Supplied material:
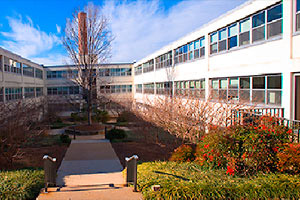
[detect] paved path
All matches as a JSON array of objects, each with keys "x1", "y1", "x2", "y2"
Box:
[{"x1": 38, "y1": 136, "x2": 142, "y2": 200}]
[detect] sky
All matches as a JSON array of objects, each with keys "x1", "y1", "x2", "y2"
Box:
[{"x1": 0, "y1": 0, "x2": 246, "y2": 66}]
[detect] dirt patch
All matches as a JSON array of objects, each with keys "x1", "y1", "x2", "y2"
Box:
[
  {"x1": 72, "y1": 124, "x2": 105, "y2": 131},
  {"x1": 5, "y1": 145, "x2": 68, "y2": 169},
  {"x1": 112, "y1": 142, "x2": 177, "y2": 167}
]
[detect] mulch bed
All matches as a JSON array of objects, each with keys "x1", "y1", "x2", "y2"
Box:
[
  {"x1": 0, "y1": 145, "x2": 68, "y2": 170},
  {"x1": 72, "y1": 124, "x2": 105, "y2": 131},
  {"x1": 112, "y1": 142, "x2": 176, "y2": 167}
]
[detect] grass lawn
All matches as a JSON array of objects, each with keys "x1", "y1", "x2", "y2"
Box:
[
  {"x1": 0, "y1": 169, "x2": 44, "y2": 200},
  {"x1": 138, "y1": 162, "x2": 300, "y2": 199}
]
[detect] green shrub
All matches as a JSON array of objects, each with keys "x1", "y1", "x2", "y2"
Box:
[
  {"x1": 93, "y1": 110, "x2": 109, "y2": 123},
  {"x1": 117, "y1": 111, "x2": 132, "y2": 123},
  {"x1": 0, "y1": 169, "x2": 44, "y2": 200},
  {"x1": 170, "y1": 144, "x2": 195, "y2": 162},
  {"x1": 59, "y1": 134, "x2": 71, "y2": 144},
  {"x1": 277, "y1": 144, "x2": 300, "y2": 174},
  {"x1": 137, "y1": 162, "x2": 300, "y2": 200},
  {"x1": 105, "y1": 128, "x2": 126, "y2": 140},
  {"x1": 196, "y1": 117, "x2": 291, "y2": 175}
]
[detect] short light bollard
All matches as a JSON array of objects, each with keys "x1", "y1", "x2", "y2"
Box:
[
  {"x1": 125, "y1": 155, "x2": 139, "y2": 192},
  {"x1": 43, "y1": 155, "x2": 56, "y2": 193}
]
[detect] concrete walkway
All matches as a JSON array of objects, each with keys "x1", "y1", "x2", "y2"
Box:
[{"x1": 37, "y1": 135, "x2": 142, "y2": 200}]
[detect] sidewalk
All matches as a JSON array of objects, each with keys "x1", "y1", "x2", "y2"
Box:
[{"x1": 37, "y1": 135, "x2": 142, "y2": 200}]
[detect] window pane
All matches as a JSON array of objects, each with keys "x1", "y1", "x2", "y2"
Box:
[
  {"x1": 268, "y1": 20, "x2": 282, "y2": 38},
  {"x1": 200, "y1": 38, "x2": 205, "y2": 47},
  {"x1": 268, "y1": 4, "x2": 282, "y2": 22},
  {"x1": 252, "y1": 26, "x2": 265, "y2": 42},
  {"x1": 194, "y1": 40, "x2": 200, "y2": 49},
  {"x1": 219, "y1": 40, "x2": 226, "y2": 51},
  {"x1": 228, "y1": 36, "x2": 237, "y2": 49},
  {"x1": 296, "y1": 13, "x2": 300, "y2": 31},
  {"x1": 228, "y1": 24, "x2": 238, "y2": 37},
  {"x1": 210, "y1": 32, "x2": 218, "y2": 43},
  {"x1": 229, "y1": 78, "x2": 239, "y2": 88},
  {"x1": 239, "y1": 31, "x2": 250, "y2": 46},
  {"x1": 219, "y1": 28, "x2": 227, "y2": 40},
  {"x1": 253, "y1": 77, "x2": 265, "y2": 89},
  {"x1": 212, "y1": 80, "x2": 219, "y2": 89},
  {"x1": 252, "y1": 11, "x2": 265, "y2": 28},
  {"x1": 240, "y1": 77, "x2": 250, "y2": 89},
  {"x1": 240, "y1": 18, "x2": 250, "y2": 33},
  {"x1": 268, "y1": 76, "x2": 281, "y2": 89},
  {"x1": 220, "y1": 79, "x2": 228, "y2": 89}
]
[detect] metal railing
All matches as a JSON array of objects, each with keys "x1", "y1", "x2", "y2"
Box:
[
  {"x1": 125, "y1": 155, "x2": 139, "y2": 192},
  {"x1": 228, "y1": 108, "x2": 300, "y2": 143},
  {"x1": 43, "y1": 155, "x2": 56, "y2": 193}
]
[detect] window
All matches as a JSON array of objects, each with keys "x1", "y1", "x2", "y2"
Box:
[
  {"x1": 267, "y1": 4, "x2": 282, "y2": 38},
  {"x1": 5, "y1": 88, "x2": 23, "y2": 101},
  {"x1": 135, "y1": 84, "x2": 143, "y2": 93},
  {"x1": 210, "y1": 32, "x2": 218, "y2": 54},
  {"x1": 267, "y1": 76, "x2": 282, "y2": 105},
  {"x1": 239, "y1": 18, "x2": 250, "y2": 46},
  {"x1": 296, "y1": 0, "x2": 300, "y2": 31},
  {"x1": 35, "y1": 69, "x2": 43, "y2": 79},
  {"x1": 23, "y1": 64, "x2": 34, "y2": 77},
  {"x1": 24, "y1": 88, "x2": 35, "y2": 98},
  {"x1": 35, "y1": 87, "x2": 44, "y2": 97},
  {"x1": 155, "y1": 51, "x2": 172, "y2": 69},
  {"x1": 144, "y1": 83, "x2": 154, "y2": 94},
  {"x1": 252, "y1": 11, "x2": 265, "y2": 42},
  {"x1": 134, "y1": 65, "x2": 143, "y2": 75},
  {"x1": 0, "y1": 88, "x2": 4, "y2": 102},
  {"x1": 218, "y1": 28, "x2": 227, "y2": 52},
  {"x1": 143, "y1": 59, "x2": 154, "y2": 73},
  {"x1": 228, "y1": 24, "x2": 238, "y2": 49},
  {"x1": 175, "y1": 45, "x2": 188, "y2": 64},
  {"x1": 252, "y1": 76, "x2": 265, "y2": 103}
]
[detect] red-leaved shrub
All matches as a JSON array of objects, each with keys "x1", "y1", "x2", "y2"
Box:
[
  {"x1": 277, "y1": 143, "x2": 300, "y2": 174},
  {"x1": 170, "y1": 144, "x2": 195, "y2": 162}
]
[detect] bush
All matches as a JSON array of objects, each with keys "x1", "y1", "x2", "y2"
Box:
[
  {"x1": 277, "y1": 144, "x2": 300, "y2": 174},
  {"x1": 137, "y1": 162, "x2": 300, "y2": 200},
  {"x1": 117, "y1": 111, "x2": 131, "y2": 123},
  {"x1": 196, "y1": 117, "x2": 291, "y2": 175},
  {"x1": 105, "y1": 128, "x2": 126, "y2": 140},
  {"x1": 93, "y1": 110, "x2": 109, "y2": 123},
  {"x1": 59, "y1": 134, "x2": 71, "y2": 144},
  {"x1": 170, "y1": 144, "x2": 195, "y2": 162},
  {"x1": 0, "y1": 169, "x2": 44, "y2": 200}
]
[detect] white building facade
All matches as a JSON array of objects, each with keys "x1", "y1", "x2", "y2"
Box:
[{"x1": 134, "y1": 0, "x2": 300, "y2": 120}]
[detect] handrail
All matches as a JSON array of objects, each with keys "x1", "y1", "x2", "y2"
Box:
[
  {"x1": 125, "y1": 155, "x2": 139, "y2": 162},
  {"x1": 43, "y1": 155, "x2": 56, "y2": 162}
]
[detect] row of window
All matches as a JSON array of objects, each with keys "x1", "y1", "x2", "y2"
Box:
[
  {"x1": 0, "y1": 56, "x2": 43, "y2": 79},
  {"x1": 0, "y1": 87, "x2": 43, "y2": 102},
  {"x1": 47, "y1": 70, "x2": 78, "y2": 79},
  {"x1": 174, "y1": 36, "x2": 205, "y2": 64},
  {"x1": 210, "y1": 75, "x2": 282, "y2": 105},
  {"x1": 209, "y1": 3, "x2": 282, "y2": 54},
  {"x1": 100, "y1": 85, "x2": 132, "y2": 94},
  {"x1": 175, "y1": 79, "x2": 205, "y2": 99},
  {"x1": 99, "y1": 68, "x2": 131, "y2": 76},
  {"x1": 47, "y1": 86, "x2": 79, "y2": 95}
]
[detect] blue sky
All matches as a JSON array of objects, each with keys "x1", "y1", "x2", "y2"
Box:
[{"x1": 0, "y1": 0, "x2": 246, "y2": 65}]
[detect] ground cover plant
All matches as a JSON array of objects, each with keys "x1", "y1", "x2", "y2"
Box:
[{"x1": 0, "y1": 169, "x2": 44, "y2": 200}]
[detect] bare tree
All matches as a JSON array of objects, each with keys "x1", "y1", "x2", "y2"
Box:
[{"x1": 62, "y1": 4, "x2": 113, "y2": 125}]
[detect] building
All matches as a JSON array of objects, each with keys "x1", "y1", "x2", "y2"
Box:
[
  {"x1": 0, "y1": 0, "x2": 300, "y2": 120},
  {"x1": 134, "y1": 0, "x2": 300, "y2": 120}
]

Objective: Copy out every line word for word, beginning at the one that contains "[detect] handrail" and stopping after the last line.

Final result:
[detect] handrail
All matches as a JSON array of objects, each with keys "x1", "y1", "x2", "y2"
Box:
[
  {"x1": 125, "y1": 155, "x2": 139, "y2": 162},
  {"x1": 43, "y1": 155, "x2": 56, "y2": 162}
]
[detect] row of window
All matches as a JSON array of objects, each with keys "x1", "y1", "x2", "y2"
Box:
[
  {"x1": 0, "y1": 56, "x2": 43, "y2": 79},
  {"x1": 0, "y1": 87, "x2": 43, "y2": 102},
  {"x1": 47, "y1": 70, "x2": 78, "y2": 79},
  {"x1": 174, "y1": 36, "x2": 205, "y2": 64},
  {"x1": 210, "y1": 75, "x2": 282, "y2": 105},
  {"x1": 209, "y1": 3, "x2": 282, "y2": 54},
  {"x1": 100, "y1": 85, "x2": 132, "y2": 94},
  {"x1": 175, "y1": 79, "x2": 205, "y2": 99},
  {"x1": 99, "y1": 68, "x2": 131, "y2": 76},
  {"x1": 47, "y1": 86, "x2": 79, "y2": 95}
]
[detect] blue sky
All matches as a JSON array of objects, each with keys "x1", "y1", "x2", "y2"
Box:
[{"x1": 0, "y1": 0, "x2": 246, "y2": 65}]
[detect] ground cover plant
All matches as a JSON array of objects, each with keys "x1", "y1", "x2", "y2"
Box:
[{"x1": 0, "y1": 169, "x2": 44, "y2": 200}]
[detect] bare tree
All matches as a JSON array of objects, each with keys "x1", "y1", "x2", "y2"
Box:
[{"x1": 62, "y1": 4, "x2": 113, "y2": 125}]
[detect] building
All matches as a JSON array of objects, each with keys "x1", "y1", "x2", "y2"
Box:
[
  {"x1": 0, "y1": 0, "x2": 300, "y2": 120},
  {"x1": 134, "y1": 0, "x2": 300, "y2": 120}
]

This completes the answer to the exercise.